'''

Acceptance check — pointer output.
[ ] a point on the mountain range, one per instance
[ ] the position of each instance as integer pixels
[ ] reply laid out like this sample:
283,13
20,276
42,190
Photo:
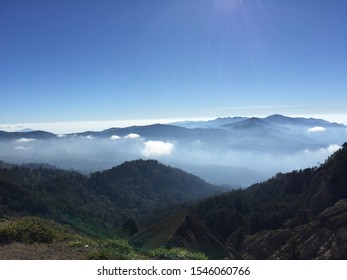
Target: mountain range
259,147
296,215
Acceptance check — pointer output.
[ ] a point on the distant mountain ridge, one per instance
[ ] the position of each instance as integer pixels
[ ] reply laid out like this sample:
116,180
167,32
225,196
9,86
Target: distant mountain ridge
233,144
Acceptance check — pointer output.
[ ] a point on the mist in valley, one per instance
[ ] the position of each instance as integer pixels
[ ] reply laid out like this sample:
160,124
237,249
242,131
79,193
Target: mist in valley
240,154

'''

What you will do
Report how many lines in the entries above contain the string "range". Give only the number.

Result of the exercise
2